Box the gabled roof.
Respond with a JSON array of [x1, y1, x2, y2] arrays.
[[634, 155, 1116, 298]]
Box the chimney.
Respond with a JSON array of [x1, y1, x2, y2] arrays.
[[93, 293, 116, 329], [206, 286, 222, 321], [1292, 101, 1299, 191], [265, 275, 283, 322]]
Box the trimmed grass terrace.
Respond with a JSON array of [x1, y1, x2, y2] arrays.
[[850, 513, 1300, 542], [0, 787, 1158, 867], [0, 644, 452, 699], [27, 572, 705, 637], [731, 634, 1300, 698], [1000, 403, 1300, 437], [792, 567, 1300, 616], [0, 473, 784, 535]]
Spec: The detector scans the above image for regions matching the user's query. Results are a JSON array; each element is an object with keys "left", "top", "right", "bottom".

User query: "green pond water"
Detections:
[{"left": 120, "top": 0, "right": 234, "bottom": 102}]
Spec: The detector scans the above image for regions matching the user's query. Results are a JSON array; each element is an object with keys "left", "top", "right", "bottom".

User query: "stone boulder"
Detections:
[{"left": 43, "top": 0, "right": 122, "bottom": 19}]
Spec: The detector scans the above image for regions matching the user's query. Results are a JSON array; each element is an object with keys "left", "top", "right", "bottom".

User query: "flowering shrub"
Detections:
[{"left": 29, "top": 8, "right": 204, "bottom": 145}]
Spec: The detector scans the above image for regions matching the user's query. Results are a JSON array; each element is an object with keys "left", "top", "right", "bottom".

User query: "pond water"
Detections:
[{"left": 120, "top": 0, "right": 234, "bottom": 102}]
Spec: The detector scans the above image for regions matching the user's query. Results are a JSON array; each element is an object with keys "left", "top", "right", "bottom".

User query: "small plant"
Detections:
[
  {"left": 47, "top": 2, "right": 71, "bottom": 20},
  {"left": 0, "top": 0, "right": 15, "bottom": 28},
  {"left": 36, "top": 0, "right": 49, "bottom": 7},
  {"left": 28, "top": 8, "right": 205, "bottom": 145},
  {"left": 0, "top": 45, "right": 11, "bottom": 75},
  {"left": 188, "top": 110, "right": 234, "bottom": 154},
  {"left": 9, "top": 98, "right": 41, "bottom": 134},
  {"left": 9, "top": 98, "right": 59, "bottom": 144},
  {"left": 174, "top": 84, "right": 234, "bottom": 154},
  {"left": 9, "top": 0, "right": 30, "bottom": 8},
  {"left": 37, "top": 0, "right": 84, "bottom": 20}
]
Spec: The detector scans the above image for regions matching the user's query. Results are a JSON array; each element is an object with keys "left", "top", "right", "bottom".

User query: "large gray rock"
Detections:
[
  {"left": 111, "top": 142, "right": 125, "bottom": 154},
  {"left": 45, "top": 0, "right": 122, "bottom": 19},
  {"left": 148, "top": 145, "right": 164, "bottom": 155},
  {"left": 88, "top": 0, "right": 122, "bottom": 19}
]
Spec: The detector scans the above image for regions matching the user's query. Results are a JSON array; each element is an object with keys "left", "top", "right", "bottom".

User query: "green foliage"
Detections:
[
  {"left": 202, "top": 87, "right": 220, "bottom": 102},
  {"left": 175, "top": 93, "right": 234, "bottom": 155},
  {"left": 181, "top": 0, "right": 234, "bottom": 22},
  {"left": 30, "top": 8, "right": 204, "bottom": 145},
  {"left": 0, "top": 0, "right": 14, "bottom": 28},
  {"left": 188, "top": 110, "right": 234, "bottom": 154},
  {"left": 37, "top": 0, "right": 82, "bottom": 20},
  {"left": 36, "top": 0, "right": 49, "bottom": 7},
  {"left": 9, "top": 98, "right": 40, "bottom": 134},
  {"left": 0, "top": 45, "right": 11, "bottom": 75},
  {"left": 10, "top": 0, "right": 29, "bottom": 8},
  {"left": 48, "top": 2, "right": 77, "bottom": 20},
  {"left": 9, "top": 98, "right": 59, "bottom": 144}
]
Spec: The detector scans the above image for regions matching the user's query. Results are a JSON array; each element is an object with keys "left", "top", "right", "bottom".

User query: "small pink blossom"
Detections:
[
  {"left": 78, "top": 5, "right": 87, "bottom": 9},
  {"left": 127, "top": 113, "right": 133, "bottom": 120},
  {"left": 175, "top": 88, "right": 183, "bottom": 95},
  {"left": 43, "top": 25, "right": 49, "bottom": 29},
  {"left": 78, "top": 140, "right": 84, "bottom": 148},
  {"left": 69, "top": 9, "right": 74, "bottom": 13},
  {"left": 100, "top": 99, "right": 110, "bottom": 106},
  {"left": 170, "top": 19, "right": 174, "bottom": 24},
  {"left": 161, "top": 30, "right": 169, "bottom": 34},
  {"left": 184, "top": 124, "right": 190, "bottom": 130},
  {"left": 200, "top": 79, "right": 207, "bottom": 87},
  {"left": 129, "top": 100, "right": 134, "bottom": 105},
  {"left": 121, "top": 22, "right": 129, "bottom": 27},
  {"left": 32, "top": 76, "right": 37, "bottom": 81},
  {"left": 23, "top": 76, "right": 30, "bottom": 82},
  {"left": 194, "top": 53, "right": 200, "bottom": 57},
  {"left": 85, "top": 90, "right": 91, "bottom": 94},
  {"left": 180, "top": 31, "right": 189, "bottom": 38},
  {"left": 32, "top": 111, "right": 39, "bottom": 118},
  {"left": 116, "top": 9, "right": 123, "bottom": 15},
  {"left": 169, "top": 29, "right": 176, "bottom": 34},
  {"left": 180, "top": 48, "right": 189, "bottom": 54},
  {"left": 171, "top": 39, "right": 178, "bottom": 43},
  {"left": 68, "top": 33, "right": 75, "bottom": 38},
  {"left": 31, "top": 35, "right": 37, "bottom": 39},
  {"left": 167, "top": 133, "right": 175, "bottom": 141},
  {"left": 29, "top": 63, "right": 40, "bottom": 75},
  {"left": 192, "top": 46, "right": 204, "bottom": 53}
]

WORK INSTRUCTIONS: The lines above that hold the string "green" are to be located and copied.

SOLUTION TO THIS EXERCISE:
User query: "green pond water"
User query: "green foliage"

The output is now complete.